**PROMPT**: Your job is to report every line of the entries that has "between".

#### SOURCE MATERIAL

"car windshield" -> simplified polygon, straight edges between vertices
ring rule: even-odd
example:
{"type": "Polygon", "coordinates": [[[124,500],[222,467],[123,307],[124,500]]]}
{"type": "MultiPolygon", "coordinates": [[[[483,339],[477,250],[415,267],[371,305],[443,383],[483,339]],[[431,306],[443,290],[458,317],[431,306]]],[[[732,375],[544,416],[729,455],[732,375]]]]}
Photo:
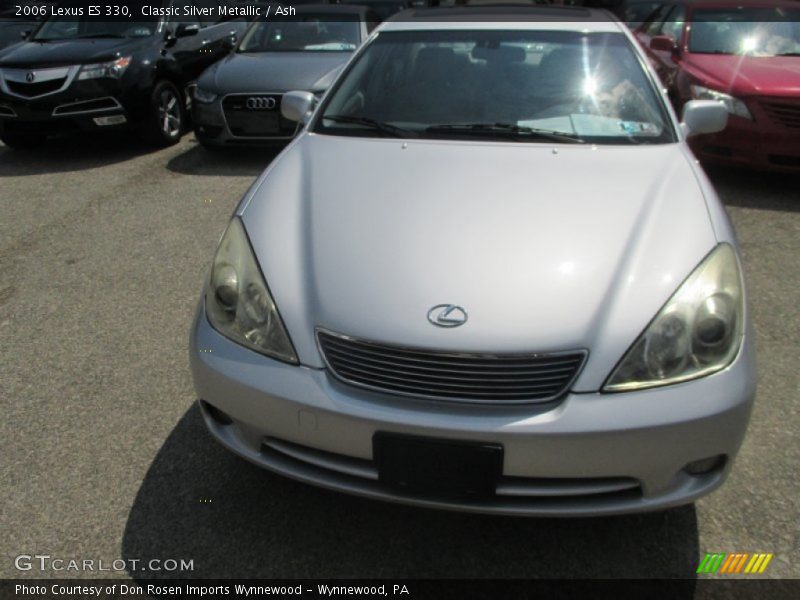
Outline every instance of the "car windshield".
{"type": "Polygon", "coordinates": [[[101,21],[75,17],[52,17],[42,24],[33,36],[37,42],[80,38],[147,37],[158,29],[158,18],[145,17],[130,21],[101,21]]]}
{"type": "Polygon", "coordinates": [[[359,43],[357,16],[303,15],[291,21],[264,21],[250,27],[239,52],[352,52],[359,43]]]}
{"type": "Polygon", "coordinates": [[[703,9],[692,21],[690,52],[800,56],[800,9],[703,9]]]}
{"type": "Polygon", "coordinates": [[[315,131],[664,143],[674,141],[666,114],[622,34],[384,32],[332,90],[315,131]]]}

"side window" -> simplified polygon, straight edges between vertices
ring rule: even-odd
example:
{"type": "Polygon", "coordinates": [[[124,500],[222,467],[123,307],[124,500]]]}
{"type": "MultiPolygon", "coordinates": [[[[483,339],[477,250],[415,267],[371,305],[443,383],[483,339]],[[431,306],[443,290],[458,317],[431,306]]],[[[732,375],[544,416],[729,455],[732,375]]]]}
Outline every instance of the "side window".
{"type": "Polygon", "coordinates": [[[669,13],[667,21],[661,28],[661,35],[668,35],[676,42],[680,43],[683,37],[683,26],[686,24],[686,8],[683,6],[676,6],[675,9],[669,13]]]}
{"type": "Polygon", "coordinates": [[[658,35],[661,25],[664,23],[664,19],[667,18],[667,13],[671,8],[671,4],[662,4],[656,12],[650,15],[650,18],[643,25],[645,34],[650,37],[658,35]]]}
{"type": "Polygon", "coordinates": [[[200,15],[200,27],[210,27],[225,19],[220,19],[217,15],[217,5],[222,4],[219,0],[194,0],[194,5],[201,11],[208,10],[207,15],[200,15]]]}

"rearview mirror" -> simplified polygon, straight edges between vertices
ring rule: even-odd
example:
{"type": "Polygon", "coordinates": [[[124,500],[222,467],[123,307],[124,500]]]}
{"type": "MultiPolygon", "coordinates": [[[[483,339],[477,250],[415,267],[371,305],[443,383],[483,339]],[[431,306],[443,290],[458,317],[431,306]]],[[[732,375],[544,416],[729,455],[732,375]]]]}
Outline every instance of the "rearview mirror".
{"type": "Polygon", "coordinates": [[[23,40],[27,40],[29,37],[31,37],[32,33],[33,29],[26,29],[25,31],[20,31],[19,37],[23,40]]]}
{"type": "Polygon", "coordinates": [[[690,100],[683,106],[681,128],[686,137],[717,133],[728,124],[728,109],[717,100],[690,100]]]}
{"type": "Polygon", "coordinates": [[[677,52],[678,44],[668,35],[657,35],[651,38],[650,49],[659,52],[677,52]]]}
{"type": "Polygon", "coordinates": [[[281,100],[281,114],[295,123],[305,123],[308,113],[314,108],[314,102],[311,92],[287,92],[281,100]]]}

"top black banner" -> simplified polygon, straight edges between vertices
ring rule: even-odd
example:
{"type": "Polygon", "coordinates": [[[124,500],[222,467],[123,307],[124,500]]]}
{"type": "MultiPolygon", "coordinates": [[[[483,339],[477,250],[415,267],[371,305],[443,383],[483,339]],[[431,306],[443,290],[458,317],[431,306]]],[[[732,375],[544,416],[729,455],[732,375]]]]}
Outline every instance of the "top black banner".
{"type": "MultiPolygon", "coordinates": [[[[644,21],[658,0],[0,0],[0,20],[41,21],[97,20],[131,23],[165,20],[214,24],[233,20],[306,20],[308,11],[337,5],[359,5],[370,9],[370,19],[380,21],[391,15],[393,20],[428,21],[644,21]],[[313,5],[313,9],[311,8],[313,5]],[[644,11],[644,12],[643,12],[644,11]]],[[[700,16],[701,20],[738,20],[747,22],[789,21],[800,24],[800,0],[760,0],[718,5],[725,13],[700,16]]],[[[662,15],[660,20],[683,19],[685,14],[673,11],[674,17],[662,15]]],[[[345,16],[342,19],[350,19],[345,16]]],[[[359,18],[359,17],[355,17],[359,18]]],[[[360,17],[364,18],[364,17],[360,17]]]]}

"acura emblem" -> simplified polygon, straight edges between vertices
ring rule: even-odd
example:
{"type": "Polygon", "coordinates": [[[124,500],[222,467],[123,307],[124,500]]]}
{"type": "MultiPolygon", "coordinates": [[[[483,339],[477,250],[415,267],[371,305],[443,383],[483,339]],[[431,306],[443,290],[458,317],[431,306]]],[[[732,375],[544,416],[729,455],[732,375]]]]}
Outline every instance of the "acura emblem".
{"type": "Polygon", "coordinates": [[[271,96],[252,96],[247,99],[247,108],[250,110],[272,110],[278,105],[271,96]]]}
{"type": "Polygon", "coordinates": [[[428,311],[428,321],[437,327],[458,327],[467,322],[467,311],[455,304],[437,304],[428,311]]]}
{"type": "Polygon", "coordinates": [[[33,71],[28,71],[25,74],[25,81],[27,81],[28,83],[33,83],[35,80],[36,80],[36,73],[34,73],[33,71]]]}

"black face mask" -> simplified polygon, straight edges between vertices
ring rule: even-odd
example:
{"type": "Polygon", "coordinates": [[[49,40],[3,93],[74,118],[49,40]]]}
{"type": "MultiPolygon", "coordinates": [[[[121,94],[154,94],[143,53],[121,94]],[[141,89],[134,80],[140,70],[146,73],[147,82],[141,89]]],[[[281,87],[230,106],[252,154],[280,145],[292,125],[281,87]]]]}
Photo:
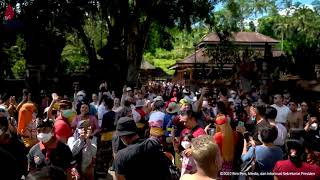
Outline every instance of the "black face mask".
{"type": "Polygon", "coordinates": [[[294,156],[289,155],[289,159],[293,164],[295,164],[298,167],[300,167],[301,164],[302,164],[301,158],[299,156],[297,156],[297,155],[294,155],[294,156]]]}

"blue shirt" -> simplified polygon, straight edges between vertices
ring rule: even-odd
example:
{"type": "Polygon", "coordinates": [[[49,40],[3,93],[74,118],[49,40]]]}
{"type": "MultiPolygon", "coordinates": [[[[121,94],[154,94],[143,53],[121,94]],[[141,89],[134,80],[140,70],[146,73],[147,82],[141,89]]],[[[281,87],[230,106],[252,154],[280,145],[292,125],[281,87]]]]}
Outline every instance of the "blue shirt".
{"type": "MultiPolygon", "coordinates": [[[[243,162],[249,161],[253,155],[253,147],[249,148],[247,154],[241,156],[243,162]]],[[[283,159],[283,152],[277,146],[266,147],[256,146],[256,160],[259,163],[261,172],[272,172],[277,161],[283,159]]]]}
{"type": "Polygon", "coordinates": [[[163,129],[165,129],[165,136],[169,137],[171,134],[171,128],[173,127],[173,119],[175,115],[166,114],[163,118],[163,129]]]}

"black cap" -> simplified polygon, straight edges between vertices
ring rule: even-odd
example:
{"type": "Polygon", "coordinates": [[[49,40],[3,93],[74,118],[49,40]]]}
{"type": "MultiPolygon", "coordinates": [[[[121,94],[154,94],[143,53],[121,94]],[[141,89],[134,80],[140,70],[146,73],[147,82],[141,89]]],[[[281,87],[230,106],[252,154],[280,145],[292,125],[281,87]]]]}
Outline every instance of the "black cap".
{"type": "Polygon", "coordinates": [[[130,117],[122,117],[117,123],[117,135],[128,136],[136,134],[138,131],[137,125],[134,120],[130,117]]]}
{"type": "Polygon", "coordinates": [[[49,118],[46,118],[46,119],[38,118],[37,121],[36,121],[37,128],[42,128],[42,127],[50,127],[50,128],[52,128],[53,124],[54,124],[53,120],[49,119],[49,118]]]}

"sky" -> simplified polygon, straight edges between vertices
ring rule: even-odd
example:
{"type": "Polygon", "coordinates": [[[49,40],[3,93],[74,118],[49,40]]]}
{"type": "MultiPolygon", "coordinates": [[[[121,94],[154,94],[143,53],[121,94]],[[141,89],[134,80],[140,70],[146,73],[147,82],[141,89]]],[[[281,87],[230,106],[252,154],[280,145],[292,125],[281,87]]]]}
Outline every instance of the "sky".
{"type": "Polygon", "coordinates": [[[301,2],[302,4],[311,4],[313,0],[300,0],[300,1],[294,1],[294,2],[301,2]]]}
{"type": "MultiPolygon", "coordinates": [[[[314,0],[294,0],[293,3],[300,2],[300,3],[302,3],[302,4],[311,5],[313,1],[314,1],[314,0]]],[[[278,0],[278,2],[281,2],[281,0],[278,0]]],[[[223,7],[223,4],[222,4],[222,3],[219,3],[219,4],[215,7],[215,9],[216,9],[216,10],[220,10],[222,7],[223,7]]]]}

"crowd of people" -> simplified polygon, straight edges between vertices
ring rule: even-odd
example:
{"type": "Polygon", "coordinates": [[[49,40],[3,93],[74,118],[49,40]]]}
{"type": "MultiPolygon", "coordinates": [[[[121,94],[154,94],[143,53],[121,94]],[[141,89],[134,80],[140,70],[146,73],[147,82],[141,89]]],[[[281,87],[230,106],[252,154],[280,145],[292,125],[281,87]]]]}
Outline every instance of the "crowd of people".
{"type": "Polygon", "coordinates": [[[150,81],[0,99],[1,177],[319,179],[319,111],[289,92],[150,81]],[[116,94],[122,94],[117,97],[116,94]]]}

########

**ANSWER SPACE**:
"car windshield" -> simplified polygon, straight edges between vertices
"side window" -> simplified polygon, straight edges between vertices
"rearview mirror" -> simplified polygon, straight edges between vertices
"top black banner" -> simplified polygon, straight edges between vertices
"acura emblem" -> simplified polygon, straight edges between vertices
"black face mask" -> simplified polygon, straight edges between vertices
"blue shirt" -> simplified polygon, straight edges between vertices
"black cap" -> simplified polygon, straight edges between vertices
"sky" -> simplified polygon, straight edges between vertices
"crowd of people" -> simplified polygon, straight edges between vertices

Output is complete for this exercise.